Aim of the task: Rewrite the material as a numbered list, using only the lines between the one containing "Q: Point to the blue t-shirt" and the one containing "x=178, y=442", inclusive. Leave out any blank lines.

-- Begin Data for the task --

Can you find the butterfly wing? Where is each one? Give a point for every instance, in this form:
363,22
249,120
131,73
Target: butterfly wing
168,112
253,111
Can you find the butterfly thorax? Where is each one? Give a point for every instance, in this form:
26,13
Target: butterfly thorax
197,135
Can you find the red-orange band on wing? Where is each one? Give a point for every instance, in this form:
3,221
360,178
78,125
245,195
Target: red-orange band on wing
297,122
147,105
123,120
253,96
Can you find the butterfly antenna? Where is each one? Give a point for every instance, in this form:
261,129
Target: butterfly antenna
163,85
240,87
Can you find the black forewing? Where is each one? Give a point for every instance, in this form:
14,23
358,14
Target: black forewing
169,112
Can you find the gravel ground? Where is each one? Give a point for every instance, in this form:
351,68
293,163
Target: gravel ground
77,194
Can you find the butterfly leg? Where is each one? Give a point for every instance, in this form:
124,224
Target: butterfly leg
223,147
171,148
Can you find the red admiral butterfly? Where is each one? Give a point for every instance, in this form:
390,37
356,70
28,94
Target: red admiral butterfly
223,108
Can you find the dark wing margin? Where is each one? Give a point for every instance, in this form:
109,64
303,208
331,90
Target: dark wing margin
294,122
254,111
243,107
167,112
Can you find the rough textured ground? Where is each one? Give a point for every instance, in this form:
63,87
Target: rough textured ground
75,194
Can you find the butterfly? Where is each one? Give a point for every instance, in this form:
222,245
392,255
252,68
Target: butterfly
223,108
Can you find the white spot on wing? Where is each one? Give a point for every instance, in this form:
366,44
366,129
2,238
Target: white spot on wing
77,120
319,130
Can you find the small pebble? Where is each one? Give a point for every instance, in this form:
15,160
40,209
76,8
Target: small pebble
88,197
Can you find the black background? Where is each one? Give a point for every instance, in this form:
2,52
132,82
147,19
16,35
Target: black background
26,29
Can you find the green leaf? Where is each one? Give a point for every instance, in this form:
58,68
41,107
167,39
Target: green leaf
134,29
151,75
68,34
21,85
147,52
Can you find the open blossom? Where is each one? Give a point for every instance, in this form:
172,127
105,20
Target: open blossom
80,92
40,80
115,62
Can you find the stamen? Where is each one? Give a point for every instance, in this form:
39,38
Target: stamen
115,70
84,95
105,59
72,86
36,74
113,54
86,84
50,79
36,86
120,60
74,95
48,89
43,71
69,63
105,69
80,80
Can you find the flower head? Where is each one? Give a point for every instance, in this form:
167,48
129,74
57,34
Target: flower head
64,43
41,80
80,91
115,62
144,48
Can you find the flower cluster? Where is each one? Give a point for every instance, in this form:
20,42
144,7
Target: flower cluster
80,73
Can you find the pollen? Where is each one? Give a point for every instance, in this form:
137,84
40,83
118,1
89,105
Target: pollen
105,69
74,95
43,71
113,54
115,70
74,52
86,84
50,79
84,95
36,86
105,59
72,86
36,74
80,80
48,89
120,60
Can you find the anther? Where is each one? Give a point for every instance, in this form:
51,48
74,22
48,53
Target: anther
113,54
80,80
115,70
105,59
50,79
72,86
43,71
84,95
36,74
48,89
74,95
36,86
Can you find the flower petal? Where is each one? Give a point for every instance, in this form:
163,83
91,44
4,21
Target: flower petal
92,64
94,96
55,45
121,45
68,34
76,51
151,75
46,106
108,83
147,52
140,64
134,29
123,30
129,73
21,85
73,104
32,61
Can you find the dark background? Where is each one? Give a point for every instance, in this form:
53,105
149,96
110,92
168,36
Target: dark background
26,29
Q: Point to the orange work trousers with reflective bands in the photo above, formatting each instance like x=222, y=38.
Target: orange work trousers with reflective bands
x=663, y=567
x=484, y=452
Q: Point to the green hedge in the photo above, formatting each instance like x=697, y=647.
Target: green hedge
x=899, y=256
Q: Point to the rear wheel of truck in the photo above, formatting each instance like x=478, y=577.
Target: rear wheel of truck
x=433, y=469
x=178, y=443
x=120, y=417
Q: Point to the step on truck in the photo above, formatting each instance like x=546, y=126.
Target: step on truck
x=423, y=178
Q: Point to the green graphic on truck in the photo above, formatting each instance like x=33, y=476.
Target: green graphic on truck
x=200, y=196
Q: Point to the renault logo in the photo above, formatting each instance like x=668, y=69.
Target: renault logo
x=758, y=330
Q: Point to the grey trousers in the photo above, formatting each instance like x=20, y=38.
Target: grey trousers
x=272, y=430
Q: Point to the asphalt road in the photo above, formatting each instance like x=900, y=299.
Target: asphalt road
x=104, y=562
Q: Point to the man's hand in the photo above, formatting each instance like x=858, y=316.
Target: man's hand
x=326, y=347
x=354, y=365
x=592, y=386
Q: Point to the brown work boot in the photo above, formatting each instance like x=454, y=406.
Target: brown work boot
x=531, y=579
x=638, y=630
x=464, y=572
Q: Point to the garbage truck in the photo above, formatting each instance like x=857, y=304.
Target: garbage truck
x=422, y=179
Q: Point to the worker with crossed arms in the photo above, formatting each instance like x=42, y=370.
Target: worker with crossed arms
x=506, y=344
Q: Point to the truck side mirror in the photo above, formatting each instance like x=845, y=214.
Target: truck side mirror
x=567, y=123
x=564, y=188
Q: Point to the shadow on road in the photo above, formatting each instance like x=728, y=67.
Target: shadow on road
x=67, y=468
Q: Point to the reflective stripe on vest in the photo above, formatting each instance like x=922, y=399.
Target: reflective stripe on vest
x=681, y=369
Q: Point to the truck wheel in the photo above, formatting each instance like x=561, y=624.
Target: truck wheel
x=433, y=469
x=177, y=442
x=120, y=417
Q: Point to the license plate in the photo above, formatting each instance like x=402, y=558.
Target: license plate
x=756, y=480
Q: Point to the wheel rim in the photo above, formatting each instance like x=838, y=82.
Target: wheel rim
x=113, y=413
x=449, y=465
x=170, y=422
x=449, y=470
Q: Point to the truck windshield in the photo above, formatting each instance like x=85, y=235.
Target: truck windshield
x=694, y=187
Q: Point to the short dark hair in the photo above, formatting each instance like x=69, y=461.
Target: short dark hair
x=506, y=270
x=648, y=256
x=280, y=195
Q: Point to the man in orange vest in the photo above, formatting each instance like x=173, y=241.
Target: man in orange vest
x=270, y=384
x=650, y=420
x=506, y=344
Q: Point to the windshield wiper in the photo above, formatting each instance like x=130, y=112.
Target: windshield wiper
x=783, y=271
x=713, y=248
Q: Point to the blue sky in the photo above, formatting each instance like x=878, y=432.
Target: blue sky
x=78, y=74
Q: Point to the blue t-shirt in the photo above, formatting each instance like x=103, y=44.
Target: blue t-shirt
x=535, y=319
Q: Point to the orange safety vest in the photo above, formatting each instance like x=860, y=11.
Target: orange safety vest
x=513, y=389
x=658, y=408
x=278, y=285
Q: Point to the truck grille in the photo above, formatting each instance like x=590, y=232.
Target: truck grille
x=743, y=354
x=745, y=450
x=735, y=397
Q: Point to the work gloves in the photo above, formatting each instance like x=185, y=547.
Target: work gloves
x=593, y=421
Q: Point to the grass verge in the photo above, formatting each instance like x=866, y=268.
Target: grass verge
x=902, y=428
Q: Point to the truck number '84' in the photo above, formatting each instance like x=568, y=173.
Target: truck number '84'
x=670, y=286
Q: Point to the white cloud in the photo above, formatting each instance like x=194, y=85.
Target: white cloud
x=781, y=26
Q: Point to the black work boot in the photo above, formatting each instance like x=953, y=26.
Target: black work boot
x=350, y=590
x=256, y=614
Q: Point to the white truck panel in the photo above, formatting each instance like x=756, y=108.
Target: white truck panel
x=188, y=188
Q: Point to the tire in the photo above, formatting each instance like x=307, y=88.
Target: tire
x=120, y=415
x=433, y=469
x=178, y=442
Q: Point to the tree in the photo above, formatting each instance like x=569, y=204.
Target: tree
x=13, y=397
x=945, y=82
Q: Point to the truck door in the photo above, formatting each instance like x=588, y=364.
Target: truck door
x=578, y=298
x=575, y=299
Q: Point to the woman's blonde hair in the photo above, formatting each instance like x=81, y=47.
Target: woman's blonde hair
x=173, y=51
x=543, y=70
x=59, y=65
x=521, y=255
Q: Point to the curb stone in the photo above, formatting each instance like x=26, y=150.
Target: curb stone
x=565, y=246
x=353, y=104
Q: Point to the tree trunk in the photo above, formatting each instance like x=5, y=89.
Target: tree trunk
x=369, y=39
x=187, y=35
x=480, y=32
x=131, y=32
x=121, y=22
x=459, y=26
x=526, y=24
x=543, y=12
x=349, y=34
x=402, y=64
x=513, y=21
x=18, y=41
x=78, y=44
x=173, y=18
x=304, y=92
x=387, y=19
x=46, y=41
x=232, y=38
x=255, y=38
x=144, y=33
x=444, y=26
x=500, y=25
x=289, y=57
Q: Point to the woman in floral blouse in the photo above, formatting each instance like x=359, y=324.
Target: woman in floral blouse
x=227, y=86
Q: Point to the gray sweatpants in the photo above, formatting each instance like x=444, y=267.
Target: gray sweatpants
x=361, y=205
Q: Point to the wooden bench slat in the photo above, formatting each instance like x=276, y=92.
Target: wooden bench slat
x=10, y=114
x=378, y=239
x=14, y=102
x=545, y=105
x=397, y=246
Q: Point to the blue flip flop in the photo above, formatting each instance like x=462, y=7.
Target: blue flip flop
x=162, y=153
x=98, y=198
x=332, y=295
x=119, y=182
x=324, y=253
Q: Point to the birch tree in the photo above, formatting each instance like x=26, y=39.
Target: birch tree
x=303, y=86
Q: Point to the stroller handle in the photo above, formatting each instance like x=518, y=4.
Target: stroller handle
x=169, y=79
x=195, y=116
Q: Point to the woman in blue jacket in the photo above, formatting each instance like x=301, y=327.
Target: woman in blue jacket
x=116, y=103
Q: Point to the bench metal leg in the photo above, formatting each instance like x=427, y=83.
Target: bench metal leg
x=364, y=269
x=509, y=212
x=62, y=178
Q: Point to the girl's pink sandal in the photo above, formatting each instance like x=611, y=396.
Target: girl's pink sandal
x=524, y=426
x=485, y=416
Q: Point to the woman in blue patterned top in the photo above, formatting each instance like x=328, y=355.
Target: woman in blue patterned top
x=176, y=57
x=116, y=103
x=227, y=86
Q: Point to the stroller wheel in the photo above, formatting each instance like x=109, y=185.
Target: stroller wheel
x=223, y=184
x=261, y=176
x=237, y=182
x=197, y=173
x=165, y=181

-- End Data for the task --

Response below:
1. Q: Point to the blue t-shirt in the photo above, formatting each instance like x=103, y=44.
2. Target: blue t-shirt
3. x=535, y=319
4. Q: Point to the orange safety vest in the photo above, formatting each instance like x=860, y=11.
5. Target: orange safety vest
6. x=513, y=389
7. x=658, y=408
8. x=278, y=285
9. Q: Point to the truck grille in the photo above, formatting each instance like x=590, y=232.
10. Target: truck grille
11. x=743, y=354
12. x=745, y=450
13. x=735, y=397
14. Q: Point to the work gloves in the photo above, formatting each instance like x=185, y=547.
15. Target: work gloves
16. x=593, y=421
17. Q: Point to the grass verge in the photo above, formatting each instance like x=866, y=268.
18. Target: grass verge
19. x=902, y=428
20. Q: Point to the truck number '84' in the photo above, formatting each instance like x=568, y=173.
21. Target: truck number '84'
22. x=670, y=286
23. Q: Point to the white cloud in the photo above, formatting each instance like x=194, y=85.
24. Target: white cloud
25. x=781, y=26
26. Q: Point to the black work boot in the photo above, formatting each instance like x=953, y=26.
27. Target: black work boot
28. x=350, y=590
29. x=256, y=614
30. Q: Point to the white truck panel in the photo above, formatting each instance like x=756, y=108.
31. Target: white truck panel
32. x=188, y=188
33. Q: Point to the tire in the photo above, formatting each instance like x=307, y=88.
34. Target: tire
35. x=120, y=415
36. x=433, y=469
37. x=178, y=442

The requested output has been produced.